Task material:
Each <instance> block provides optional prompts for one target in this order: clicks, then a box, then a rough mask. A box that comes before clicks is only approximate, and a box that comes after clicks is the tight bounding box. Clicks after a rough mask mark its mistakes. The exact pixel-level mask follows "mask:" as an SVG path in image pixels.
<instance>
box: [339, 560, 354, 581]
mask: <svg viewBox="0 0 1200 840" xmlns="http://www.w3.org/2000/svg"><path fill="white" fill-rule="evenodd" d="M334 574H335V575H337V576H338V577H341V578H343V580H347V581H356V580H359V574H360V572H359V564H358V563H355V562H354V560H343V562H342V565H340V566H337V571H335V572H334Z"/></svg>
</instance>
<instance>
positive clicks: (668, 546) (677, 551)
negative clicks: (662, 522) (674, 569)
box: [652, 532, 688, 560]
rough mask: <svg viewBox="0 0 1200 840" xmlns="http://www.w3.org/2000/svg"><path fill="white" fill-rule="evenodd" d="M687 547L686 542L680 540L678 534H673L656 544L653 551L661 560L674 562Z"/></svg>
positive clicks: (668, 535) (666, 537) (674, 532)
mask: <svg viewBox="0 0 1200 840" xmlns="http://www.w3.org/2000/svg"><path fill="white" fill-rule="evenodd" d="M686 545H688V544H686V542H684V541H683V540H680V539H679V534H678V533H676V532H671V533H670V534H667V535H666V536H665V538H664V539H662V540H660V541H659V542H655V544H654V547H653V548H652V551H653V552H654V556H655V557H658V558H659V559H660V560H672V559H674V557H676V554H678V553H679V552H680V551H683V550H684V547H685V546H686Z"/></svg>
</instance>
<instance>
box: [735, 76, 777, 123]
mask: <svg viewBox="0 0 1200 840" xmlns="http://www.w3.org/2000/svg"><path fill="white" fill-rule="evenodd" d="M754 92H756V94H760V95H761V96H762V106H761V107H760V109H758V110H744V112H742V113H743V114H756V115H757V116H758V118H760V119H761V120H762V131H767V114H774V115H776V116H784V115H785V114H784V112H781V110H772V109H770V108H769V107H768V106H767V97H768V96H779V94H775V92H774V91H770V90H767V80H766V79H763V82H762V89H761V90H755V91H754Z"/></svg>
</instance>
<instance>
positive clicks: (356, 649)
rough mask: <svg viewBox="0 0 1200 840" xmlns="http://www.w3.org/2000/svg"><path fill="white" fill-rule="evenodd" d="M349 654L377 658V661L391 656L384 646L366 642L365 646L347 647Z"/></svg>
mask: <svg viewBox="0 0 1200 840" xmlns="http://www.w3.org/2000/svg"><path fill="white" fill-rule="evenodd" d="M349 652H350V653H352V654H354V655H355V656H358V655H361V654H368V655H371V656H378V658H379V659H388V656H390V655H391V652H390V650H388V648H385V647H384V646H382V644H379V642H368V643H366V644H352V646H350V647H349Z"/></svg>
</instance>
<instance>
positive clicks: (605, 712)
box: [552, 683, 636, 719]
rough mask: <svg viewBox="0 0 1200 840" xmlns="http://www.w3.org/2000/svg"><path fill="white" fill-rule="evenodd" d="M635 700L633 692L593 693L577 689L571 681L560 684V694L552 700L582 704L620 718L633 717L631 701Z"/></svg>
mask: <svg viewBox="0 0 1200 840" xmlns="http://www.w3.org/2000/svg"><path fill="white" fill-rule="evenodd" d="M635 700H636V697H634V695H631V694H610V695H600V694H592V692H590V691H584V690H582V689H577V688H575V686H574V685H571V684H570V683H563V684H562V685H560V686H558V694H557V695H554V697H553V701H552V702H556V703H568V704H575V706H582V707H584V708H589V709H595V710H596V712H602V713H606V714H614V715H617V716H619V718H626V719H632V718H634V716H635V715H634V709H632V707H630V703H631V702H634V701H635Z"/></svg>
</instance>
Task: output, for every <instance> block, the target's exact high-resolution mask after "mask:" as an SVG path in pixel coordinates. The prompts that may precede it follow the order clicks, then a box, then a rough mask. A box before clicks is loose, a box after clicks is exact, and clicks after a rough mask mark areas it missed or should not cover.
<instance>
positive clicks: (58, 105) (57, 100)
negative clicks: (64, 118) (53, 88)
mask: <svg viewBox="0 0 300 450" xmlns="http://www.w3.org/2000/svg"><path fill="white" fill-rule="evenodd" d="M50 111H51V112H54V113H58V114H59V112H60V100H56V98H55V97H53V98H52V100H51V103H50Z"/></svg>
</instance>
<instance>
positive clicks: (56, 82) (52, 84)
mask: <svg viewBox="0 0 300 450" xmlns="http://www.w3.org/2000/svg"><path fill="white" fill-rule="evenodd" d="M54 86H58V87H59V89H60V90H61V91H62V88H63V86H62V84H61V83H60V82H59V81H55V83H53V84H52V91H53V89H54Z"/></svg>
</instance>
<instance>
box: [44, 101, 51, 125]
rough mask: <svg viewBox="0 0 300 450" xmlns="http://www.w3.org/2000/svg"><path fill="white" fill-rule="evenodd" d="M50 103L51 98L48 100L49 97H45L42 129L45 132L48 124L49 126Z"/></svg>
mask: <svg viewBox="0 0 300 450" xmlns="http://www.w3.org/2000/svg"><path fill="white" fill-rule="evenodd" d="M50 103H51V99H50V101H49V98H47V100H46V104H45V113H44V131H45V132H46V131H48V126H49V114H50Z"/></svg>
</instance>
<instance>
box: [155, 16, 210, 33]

Problem to work on: Among the lines of the data, identify those with the word "block". Copy each of them.

Your solution:
Each <instance> block provides optional prompts for one target in this order: clicks, then a box, then a rough mask. A box that comes before clicks is only approximate, and a box that comes after clicks is the tight bounding box. Clicks after a rough mask mark its mistakes. The exact pixel-level mask follows "mask:" as an SVG path in image pixels.
Task: output, for every <instance> block, the target's exact high-resolution mask after "mask:" as an SVG path in pixel coordinates. The prompts that may precede it follow the order clicks, then a box, then a rough mask. A box before clicks is loose, a box after clicks is exact, and clicks after a rough mask mark areas it missed or should not cover.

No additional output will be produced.